SOURCE INFORMATION:

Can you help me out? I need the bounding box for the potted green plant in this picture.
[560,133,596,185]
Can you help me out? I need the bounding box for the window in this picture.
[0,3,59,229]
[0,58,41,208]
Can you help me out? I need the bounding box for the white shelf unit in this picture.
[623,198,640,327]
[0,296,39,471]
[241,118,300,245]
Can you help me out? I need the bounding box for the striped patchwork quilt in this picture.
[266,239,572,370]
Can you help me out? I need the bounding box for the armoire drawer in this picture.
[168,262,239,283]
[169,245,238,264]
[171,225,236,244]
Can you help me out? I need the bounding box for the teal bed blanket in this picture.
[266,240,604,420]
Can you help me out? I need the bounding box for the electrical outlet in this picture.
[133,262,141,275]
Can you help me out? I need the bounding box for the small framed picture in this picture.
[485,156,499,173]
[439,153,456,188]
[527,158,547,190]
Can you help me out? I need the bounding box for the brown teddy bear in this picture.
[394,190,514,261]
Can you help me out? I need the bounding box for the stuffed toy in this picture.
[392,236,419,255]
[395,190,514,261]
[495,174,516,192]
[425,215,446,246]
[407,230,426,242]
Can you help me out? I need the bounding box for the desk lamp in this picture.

...

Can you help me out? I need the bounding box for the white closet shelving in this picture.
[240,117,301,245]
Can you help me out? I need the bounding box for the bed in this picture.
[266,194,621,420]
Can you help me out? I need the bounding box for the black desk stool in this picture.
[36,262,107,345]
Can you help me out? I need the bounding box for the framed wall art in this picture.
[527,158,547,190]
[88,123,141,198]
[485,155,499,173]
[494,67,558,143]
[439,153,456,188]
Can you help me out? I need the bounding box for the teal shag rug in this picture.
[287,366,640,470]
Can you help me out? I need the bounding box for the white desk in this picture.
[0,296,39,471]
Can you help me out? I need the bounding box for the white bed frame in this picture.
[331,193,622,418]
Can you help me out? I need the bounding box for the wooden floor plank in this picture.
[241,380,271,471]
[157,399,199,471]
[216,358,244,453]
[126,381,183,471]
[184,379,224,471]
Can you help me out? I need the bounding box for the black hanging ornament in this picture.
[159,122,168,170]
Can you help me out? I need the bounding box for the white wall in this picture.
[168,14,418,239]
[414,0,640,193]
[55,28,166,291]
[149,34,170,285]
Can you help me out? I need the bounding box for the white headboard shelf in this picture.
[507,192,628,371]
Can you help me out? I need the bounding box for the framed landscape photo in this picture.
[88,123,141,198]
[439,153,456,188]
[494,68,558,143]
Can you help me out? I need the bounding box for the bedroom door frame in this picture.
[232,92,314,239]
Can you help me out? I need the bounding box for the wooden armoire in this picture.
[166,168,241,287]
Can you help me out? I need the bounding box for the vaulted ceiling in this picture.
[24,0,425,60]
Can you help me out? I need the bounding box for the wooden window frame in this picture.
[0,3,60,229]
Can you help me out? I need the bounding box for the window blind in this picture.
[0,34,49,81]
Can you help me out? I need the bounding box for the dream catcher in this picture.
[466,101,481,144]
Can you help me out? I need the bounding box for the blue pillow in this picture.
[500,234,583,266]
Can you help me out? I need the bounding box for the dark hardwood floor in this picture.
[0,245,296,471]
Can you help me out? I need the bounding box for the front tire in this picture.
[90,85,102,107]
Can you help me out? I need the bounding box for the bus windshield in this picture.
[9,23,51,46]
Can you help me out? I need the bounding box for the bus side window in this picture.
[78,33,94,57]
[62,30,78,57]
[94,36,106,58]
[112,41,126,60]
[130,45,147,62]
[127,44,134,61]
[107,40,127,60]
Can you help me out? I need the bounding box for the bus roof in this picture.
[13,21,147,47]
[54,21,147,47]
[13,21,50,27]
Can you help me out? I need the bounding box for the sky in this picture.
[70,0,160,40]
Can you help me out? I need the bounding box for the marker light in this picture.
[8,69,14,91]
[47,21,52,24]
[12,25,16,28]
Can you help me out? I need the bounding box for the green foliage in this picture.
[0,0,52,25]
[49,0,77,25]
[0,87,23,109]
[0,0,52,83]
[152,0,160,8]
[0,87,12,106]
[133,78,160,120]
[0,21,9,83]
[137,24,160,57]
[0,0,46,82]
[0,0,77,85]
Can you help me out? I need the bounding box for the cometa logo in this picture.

DIRECTIONS: Above this instruction are the records; retype exactly the lines from the one containing "plant in this picture." up to and including the one containing "lamp in this picture.".

RESULT:
Can you help me out? I need the bounding box for the potted green plant in this picture.
[560,133,596,185]
Can you help me out? I need the bounding box for the window in this picture.
[0,3,59,229]
[0,58,41,208]
Can you help me out? I need the bounding box for the white shelf unit in this picture.
[623,198,640,327]
[0,296,39,471]
[241,118,300,245]
Can you help me out? I need the bounding box for the striped patchwork quilt in this picture.
[266,239,572,370]
Can you help me out? I need the bounding box for the armoire drawer in this picture.
[168,262,239,283]
[169,245,238,264]
[171,225,236,244]
Can you help me out? I need the bounding box for the teal bed blanket in this picture.
[266,240,604,420]
Can you help me out? I need the bounding box for the electrical outlet in this picture.
[133,262,141,275]
Can you help me out? I need the bounding box for the small framed picture in this picture.
[485,156,499,173]
[439,153,456,188]
[527,158,547,190]
Can you help me out? I need the bounding box for the brown teddy bear in this picture.
[394,190,514,261]
Can you help me out? I need the bounding box for the stuffed toy in this picture.
[392,236,419,255]
[395,190,514,261]
[495,174,516,192]
[425,215,446,246]
[407,230,426,242]
Can you help me out? I need the bounding box for the desk lamp in this picture.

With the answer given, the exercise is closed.